(Region annotation entries)
::::
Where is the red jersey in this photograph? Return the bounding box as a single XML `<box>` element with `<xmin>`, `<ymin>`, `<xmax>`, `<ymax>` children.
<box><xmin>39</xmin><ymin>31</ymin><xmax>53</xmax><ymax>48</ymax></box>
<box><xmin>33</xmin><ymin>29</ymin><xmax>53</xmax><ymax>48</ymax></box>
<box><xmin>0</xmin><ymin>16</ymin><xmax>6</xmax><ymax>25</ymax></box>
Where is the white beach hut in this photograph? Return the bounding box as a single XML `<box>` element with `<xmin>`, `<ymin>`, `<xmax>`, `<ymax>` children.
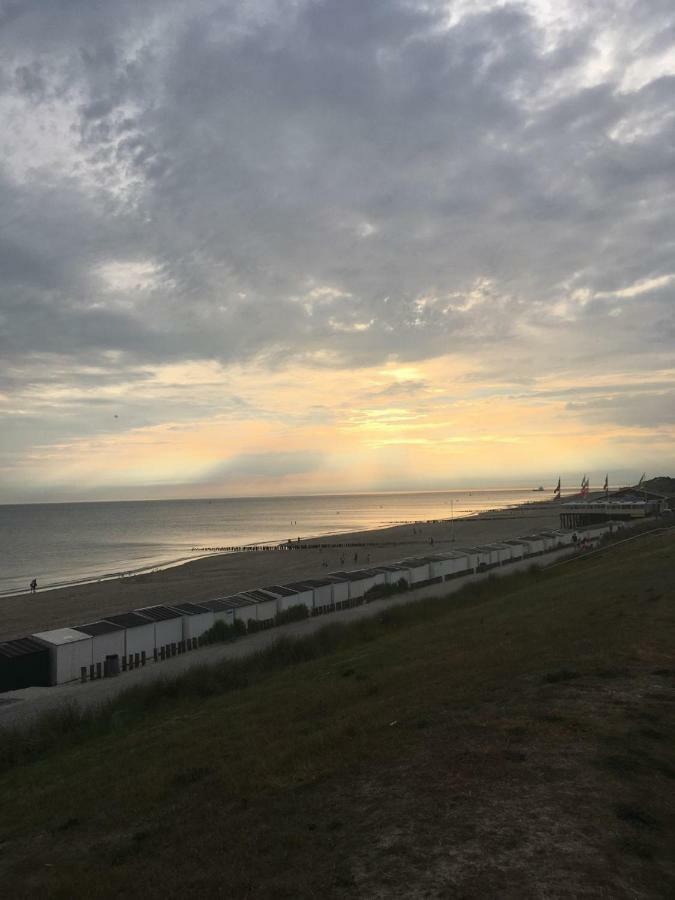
<box><xmin>239</xmin><ymin>589</ymin><xmax>279</xmax><ymax>628</ymax></box>
<box><xmin>211</xmin><ymin>594</ymin><xmax>258</xmax><ymax>628</ymax></box>
<box><xmin>199</xmin><ymin>597</ymin><xmax>234</xmax><ymax>625</ymax></box>
<box><xmin>490</xmin><ymin>541</ymin><xmax>513</xmax><ymax>566</ymax></box>
<box><xmin>478</xmin><ymin>544</ymin><xmax>500</xmax><ymax>569</ymax></box>
<box><xmin>32</xmin><ymin>628</ymin><xmax>92</xmax><ymax>684</ymax></box>
<box><xmin>327</xmin><ymin>572</ymin><xmax>349</xmax><ymax>609</ymax></box>
<box><xmin>377</xmin><ymin>563</ymin><xmax>410</xmax><ymax>586</ymax></box>
<box><xmin>400</xmin><ymin>558</ymin><xmax>429</xmax><ymax>587</ymax></box>
<box><xmin>276</xmin><ymin>581</ymin><xmax>314</xmax><ymax>612</ymax></box>
<box><xmin>305</xmin><ymin>578</ymin><xmax>334</xmax><ymax>615</ymax></box>
<box><xmin>518</xmin><ymin>534</ymin><xmax>544</xmax><ymax>556</ymax></box>
<box><xmin>429</xmin><ymin>550</ymin><xmax>473</xmax><ymax>581</ymax></box>
<box><xmin>503</xmin><ymin>540</ymin><xmax>527</xmax><ymax>562</ymax></box>
<box><xmin>457</xmin><ymin>547</ymin><xmax>490</xmax><ymax>572</ymax></box>
<box><xmin>134</xmin><ymin>606</ymin><xmax>183</xmax><ymax>650</ymax></box>
<box><xmin>106</xmin><ymin>612</ymin><xmax>155</xmax><ymax>665</ymax></box>
<box><xmin>75</xmin><ymin>620</ymin><xmax>124</xmax><ymax>668</ymax></box>
<box><xmin>171</xmin><ymin>602</ymin><xmax>213</xmax><ymax>641</ymax></box>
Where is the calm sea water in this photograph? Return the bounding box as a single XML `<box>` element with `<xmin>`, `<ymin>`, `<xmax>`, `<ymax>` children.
<box><xmin>0</xmin><ymin>490</ymin><xmax>549</xmax><ymax>594</ymax></box>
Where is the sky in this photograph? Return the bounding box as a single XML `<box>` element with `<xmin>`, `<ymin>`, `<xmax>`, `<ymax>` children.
<box><xmin>0</xmin><ymin>0</ymin><xmax>675</xmax><ymax>502</ymax></box>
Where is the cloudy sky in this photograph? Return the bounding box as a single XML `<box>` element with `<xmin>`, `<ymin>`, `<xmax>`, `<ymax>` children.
<box><xmin>0</xmin><ymin>0</ymin><xmax>675</xmax><ymax>502</ymax></box>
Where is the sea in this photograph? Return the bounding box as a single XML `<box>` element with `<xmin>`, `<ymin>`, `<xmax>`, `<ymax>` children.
<box><xmin>0</xmin><ymin>488</ymin><xmax>550</xmax><ymax>595</ymax></box>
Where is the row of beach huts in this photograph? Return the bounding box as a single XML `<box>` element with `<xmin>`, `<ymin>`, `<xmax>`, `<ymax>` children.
<box><xmin>0</xmin><ymin>523</ymin><xmax>620</xmax><ymax>692</ymax></box>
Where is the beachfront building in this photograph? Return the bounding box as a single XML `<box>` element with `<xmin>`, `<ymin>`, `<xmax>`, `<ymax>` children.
<box><xmin>518</xmin><ymin>534</ymin><xmax>544</xmax><ymax>556</ymax></box>
<box><xmin>399</xmin><ymin>558</ymin><xmax>429</xmax><ymax>587</ymax></box>
<box><xmin>32</xmin><ymin>628</ymin><xmax>92</xmax><ymax>684</ymax></box>
<box><xmin>376</xmin><ymin>563</ymin><xmax>410</xmax><ymax>586</ymax></box>
<box><xmin>106</xmin><ymin>612</ymin><xmax>155</xmax><ymax>666</ymax></box>
<box><xmin>75</xmin><ymin>620</ymin><xmax>124</xmax><ymax>671</ymax></box>
<box><xmin>270</xmin><ymin>581</ymin><xmax>314</xmax><ymax>613</ymax></box>
<box><xmin>560</xmin><ymin>487</ymin><xmax>673</xmax><ymax>529</ymax></box>
<box><xmin>478</xmin><ymin>544</ymin><xmax>502</xmax><ymax>569</ymax></box>
<box><xmin>333</xmin><ymin>569</ymin><xmax>385</xmax><ymax>604</ymax></box>
<box><xmin>326</xmin><ymin>572</ymin><xmax>349</xmax><ymax>609</ymax></box>
<box><xmin>429</xmin><ymin>550</ymin><xmax>470</xmax><ymax>581</ymax></box>
<box><xmin>171</xmin><ymin>601</ymin><xmax>213</xmax><ymax>641</ymax></box>
<box><xmin>304</xmin><ymin>578</ymin><xmax>335</xmax><ymax>615</ymax></box>
<box><xmin>239</xmin><ymin>589</ymin><xmax>279</xmax><ymax>628</ymax></box>
<box><xmin>501</xmin><ymin>540</ymin><xmax>527</xmax><ymax>562</ymax></box>
<box><xmin>488</xmin><ymin>541</ymin><xmax>513</xmax><ymax>566</ymax></box>
<box><xmin>214</xmin><ymin>594</ymin><xmax>258</xmax><ymax>628</ymax></box>
<box><xmin>199</xmin><ymin>597</ymin><xmax>235</xmax><ymax>625</ymax></box>
<box><xmin>0</xmin><ymin>637</ymin><xmax>51</xmax><ymax>693</ymax></box>
<box><xmin>457</xmin><ymin>547</ymin><xmax>490</xmax><ymax>572</ymax></box>
<box><xmin>134</xmin><ymin>606</ymin><xmax>183</xmax><ymax>650</ymax></box>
::::
YOUR OBJECTIVE
Write out all the entries again, word for word, and print no images.

SOLUTION BELOW
Where is the red jersey in this photograph? Return the bounding box as a single XML `<box>` element with `<xmin>`, `<ymin>`, `<xmax>`, `<ymax>` children.
<box><xmin>39</xmin><ymin>31</ymin><xmax>53</xmax><ymax>48</ymax></box>
<box><xmin>33</xmin><ymin>29</ymin><xmax>53</xmax><ymax>48</ymax></box>
<box><xmin>0</xmin><ymin>16</ymin><xmax>6</xmax><ymax>25</ymax></box>
Where is the white beach hut in this photograph? Return the bounding box as a single XML `<box>` element with `<xmin>`, `<ymin>`, `<xmax>`, `<ymax>` children.
<box><xmin>239</xmin><ymin>589</ymin><xmax>279</xmax><ymax>628</ymax></box>
<box><xmin>211</xmin><ymin>594</ymin><xmax>258</xmax><ymax>628</ymax></box>
<box><xmin>199</xmin><ymin>597</ymin><xmax>234</xmax><ymax>625</ymax></box>
<box><xmin>490</xmin><ymin>541</ymin><xmax>513</xmax><ymax>566</ymax></box>
<box><xmin>478</xmin><ymin>544</ymin><xmax>500</xmax><ymax>569</ymax></box>
<box><xmin>32</xmin><ymin>628</ymin><xmax>92</xmax><ymax>684</ymax></box>
<box><xmin>327</xmin><ymin>572</ymin><xmax>349</xmax><ymax>609</ymax></box>
<box><xmin>377</xmin><ymin>563</ymin><xmax>410</xmax><ymax>586</ymax></box>
<box><xmin>400</xmin><ymin>558</ymin><xmax>429</xmax><ymax>587</ymax></box>
<box><xmin>276</xmin><ymin>581</ymin><xmax>314</xmax><ymax>612</ymax></box>
<box><xmin>305</xmin><ymin>578</ymin><xmax>334</xmax><ymax>615</ymax></box>
<box><xmin>518</xmin><ymin>534</ymin><xmax>544</xmax><ymax>556</ymax></box>
<box><xmin>429</xmin><ymin>550</ymin><xmax>473</xmax><ymax>581</ymax></box>
<box><xmin>503</xmin><ymin>540</ymin><xmax>527</xmax><ymax>562</ymax></box>
<box><xmin>457</xmin><ymin>547</ymin><xmax>490</xmax><ymax>572</ymax></box>
<box><xmin>134</xmin><ymin>606</ymin><xmax>183</xmax><ymax>650</ymax></box>
<box><xmin>106</xmin><ymin>612</ymin><xmax>155</xmax><ymax>665</ymax></box>
<box><xmin>75</xmin><ymin>620</ymin><xmax>124</xmax><ymax>668</ymax></box>
<box><xmin>171</xmin><ymin>602</ymin><xmax>213</xmax><ymax>641</ymax></box>
Where is the calm sea water in this photograph? Return the bounding box as a single XML `<box>` element with `<xmin>`, `<ymin>`, `<xmax>`, `<ymax>` children.
<box><xmin>0</xmin><ymin>490</ymin><xmax>549</xmax><ymax>594</ymax></box>
Where is the sky in this photograph? Return the bounding box as a single XML `<box>` element with `<xmin>`, `<ymin>`, `<xmax>`, `<ymax>` children.
<box><xmin>0</xmin><ymin>0</ymin><xmax>675</xmax><ymax>502</ymax></box>
Where is the cloudy sky in this photograph? Return the bounding box as a single XML `<box>` element with `<xmin>`, `<ymin>`, `<xmax>`, `<ymax>` children.
<box><xmin>0</xmin><ymin>0</ymin><xmax>675</xmax><ymax>502</ymax></box>
Where is the sea in this photograph? Return the bounding box as a single XML `<box>` element with `<xmin>`, `<ymin>`, `<xmax>`, `<ymax>` children.
<box><xmin>0</xmin><ymin>488</ymin><xmax>550</xmax><ymax>595</ymax></box>
Where is the row of beach huts in this photograph? Return the bounding box as a single XML `<box>` element with `<xmin>`, `<ymin>`, `<xmax>`, `<ymax>` children.
<box><xmin>0</xmin><ymin>523</ymin><xmax>620</xmax><ymax>692</ymax></box>
Where is the beachfront building in this photograph? Return the bounding box as a single XML `<box>` element with `<xmin>`, `<ymin>`, `<xmax>`, `<ymax>` children.
<box><xmin>518</xmin><ymin>534</ymin><xmax>544</xmax><ymax>556</ymax></box>
<box><xmin>399</xmin><ymin>558</ymin><xmax>429</xmax><ymax>587</ymax></box>
<box><xmin>32</xmin><ymin>628</ymin><xmax>92</xmax><ymax>684</ymax></box>
<box><xmin>376</xmin><ymin>563</ymin><xmax>410</xmax><ymax>586</ymax></box>
<box><xmin>106</xmin><ymin>612</ymin><xmax>155</xmax><ymax>666</ymax></box>
<box><xmin>75</xmin><ymin>620</ymin><xmax>124</xmax><ymax>671</ymax></box>
<box><xmin>270</xmin><ymin>581</ymin><xmax>314</xmax><ymax>613</ymax></box>
<box><xmin>560</xmin><ymin>487</ymin><xmax>673</xmax><ymax>529</ymax></box>
<box><xmin>478</xmin><ymin>544</ymin><xmax>502</xmax><ymax>569</ymax></box>
<box><xmin>333</xmin><ymin>569</ymin><xmax>385</xmax><ymax>604</ymax></box>
<box><xmin>326</xmin><ymin>572</ymin><xmax>349</xmax><ymax>609</ymax></box>
<box><xmin>429</xmin><ymin>550</ymin><xmax>470</xmax><ymax>581</ymax></box>
<box><xmin>171</xmin><ymin>601</ymin><xmax>213</xmax><ymax>641</ymax></box>
<box><xmin>304</xmin><ymin>578</ymin><xmax>335</xmax><ymax>615</ymax></box>
<box><xmin>239</xmin><ymin>589</ymin><xmax>279</xmax><ymax>628</ymax></box>
<box><xmin>501</xmin><ymin>540</ymin><xmax>527</xmax><ymax>562</ymax></box>
<box><xmin>488</xmin><ymin>541</ymin><xmax>513</xmax><ymax>566</ymax></box>
<box><xmin>214</xmin><ymin>594</ymin><xmax>258</xmax><ymax>628</ymax></box>
<box><xmin>199</xmin><ymin>597</ymin><xmax>235</xmax><ymax>625</ymax></box>
<box><xmin>0</xmin><ymin>637</ymin><xmax>51</xmax><ymax>693</ymax></box>
<box><xmin>457</xmin><ymin>547</ymin><xmax>490</xmax><ymax>572</ymax></box>
<box><xmin>134</xmin><ymin>606</ymin><xmax>183</xmax><ymax>650</ymax></box>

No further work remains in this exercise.